• WORK TO COMPLETE: Word for word, please copy the listing below, with its pictures left out.
--- EXERCISE INPUTS ---
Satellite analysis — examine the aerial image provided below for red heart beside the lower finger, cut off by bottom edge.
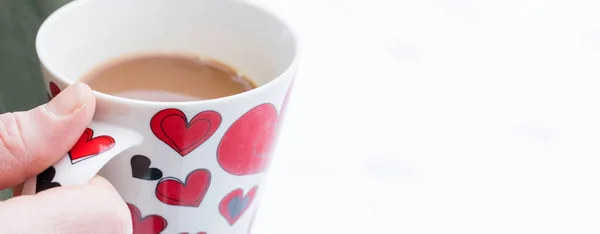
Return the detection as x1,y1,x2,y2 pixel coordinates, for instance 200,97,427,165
127,203,167,234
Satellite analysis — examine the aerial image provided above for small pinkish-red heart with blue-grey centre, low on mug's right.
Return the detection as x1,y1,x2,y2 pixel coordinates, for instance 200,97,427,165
219,186,258,225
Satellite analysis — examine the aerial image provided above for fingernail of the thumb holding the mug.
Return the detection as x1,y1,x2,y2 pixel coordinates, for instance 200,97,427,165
46,82,86,116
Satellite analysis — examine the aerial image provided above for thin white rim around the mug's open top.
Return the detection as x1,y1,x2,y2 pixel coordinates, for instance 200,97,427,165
35,0,301,106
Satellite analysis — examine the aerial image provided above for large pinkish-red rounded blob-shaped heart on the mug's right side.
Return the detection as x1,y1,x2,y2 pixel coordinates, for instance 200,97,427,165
217,103,278,176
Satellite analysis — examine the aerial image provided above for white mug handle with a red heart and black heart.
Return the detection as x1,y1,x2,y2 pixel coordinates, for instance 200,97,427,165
22,121,143,195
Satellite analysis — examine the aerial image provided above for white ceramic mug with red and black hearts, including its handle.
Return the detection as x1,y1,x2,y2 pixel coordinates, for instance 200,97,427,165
23,0,298,234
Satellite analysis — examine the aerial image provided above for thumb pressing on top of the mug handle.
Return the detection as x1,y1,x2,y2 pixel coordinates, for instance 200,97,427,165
0,83,96,189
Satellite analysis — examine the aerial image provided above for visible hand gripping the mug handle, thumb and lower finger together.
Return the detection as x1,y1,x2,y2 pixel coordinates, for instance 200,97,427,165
0,83,133,234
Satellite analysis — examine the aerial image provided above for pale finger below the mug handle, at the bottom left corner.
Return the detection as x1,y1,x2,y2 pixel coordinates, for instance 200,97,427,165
0,177,133,234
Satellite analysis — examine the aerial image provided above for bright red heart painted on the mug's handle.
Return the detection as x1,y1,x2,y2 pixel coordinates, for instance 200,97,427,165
69,128,115,164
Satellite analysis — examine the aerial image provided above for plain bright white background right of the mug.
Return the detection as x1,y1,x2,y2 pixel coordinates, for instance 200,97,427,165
254,0,600,234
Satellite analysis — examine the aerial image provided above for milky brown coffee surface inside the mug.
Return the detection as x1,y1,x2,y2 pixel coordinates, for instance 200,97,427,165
80,54,256,102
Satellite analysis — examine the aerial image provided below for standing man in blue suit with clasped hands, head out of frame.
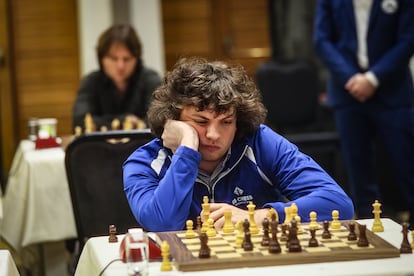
---
• ANSWER SPACE:
Satellite analysis — examine the aerial image provided below for red heart beside the lower finger, cut off by bottom edge.
Return the detection as x1,y1,x2,y2 pixel coordinates, for instance 200,97,427,165
127,203,167,234
Satellite analysis — examine the aerial image provided above for small pinkish-red heart with blue-grey centre, low on mug's right.
Return the detection as x1,y1,x2,y2 pixel coordinates, for instance 200,97,427,165
219,186,258,225
Satellite analysis — examine the aerial image provided above for fingernail of the thumb holding the mug.
Return the detection as x1,y1,x2,y2 pixel coordinates, for instance 200,97,427,165
46,82,86,116
Satellite analysis — examine the aerial image provided above for thin white rim around the mug's open top.
Return the detection as x1,y1,x2,y2 pixel coordinates, for instance 200,97,427,165
35,0,301,106
Satellite analysis — examine the aerial image provided above for large pinkish-red rounded blob-shaped heart on the mug's right side.
Return the detection as x1,y1,x2,y2 pixel coordinates, for instance 200,97,427,165
217,103,278,176
Satellite analysis — examine the aerial image provided above for white mug handle with a red heart and black heart.
Return the detection as x1,y1,x2,y2 pixel coordinates, for instance 200,97,427,165
22,121,143,195
Satellite analysis — examine the aerial image provided above for white ceramic mug with red and black hearts, including its handle.
Return the detection as x1,y1,x2,y2 pixel coordinates, for instance 200,97,427,165
23,0,298,234
Satellite analysis — examine the aerial image provided above for thumb pressing on top of the mug handle.
Return the detection as x1,y1,x2,y2 pixel coordinates, for instance 200,97,427,165
0,83,96,189
Satellite analysis — examine the aerial image provided above for visible hand gripping the mug handle, thumb and lower finger together.
Return the detection as x1,y1,x2,y2 pixel coordinates, for instance 200,97,427,165
0,83,133,234
Satellite analysis — examine the aerial image provided above for pale finger below the mug handle, at the bottom left corner.
Return the detection as x1,y1,x2,y2 pixel coordinates, for instance 200,97,427,165
0,177,133,234
Satellite analysis — examine the aerial image provided above for bright red heart painted on the mug's handle.
Return the detection as x1,y1,x2,y2 pixel coordinates, for instance 200,97,427,165
69,128,115,164
Satellite analysis — examine the aerial image provided above for plain bright white background right of the mug.
Return the detection as x1,y1,x2,y2 pixel coordinates, for instance 200,97,427,165
254,0,600,234
Satellite analysis — examine the aerial image provided above for milky brown coffee surface inside the mug.
Return the detection as x1,y1,x2,y2 pixel coordinates, for instance 200,97,427,165
80,54,256,102
Satellite analysis — examine the aerial image provided below for standing man in blue suit with clasped hands, head out of frame.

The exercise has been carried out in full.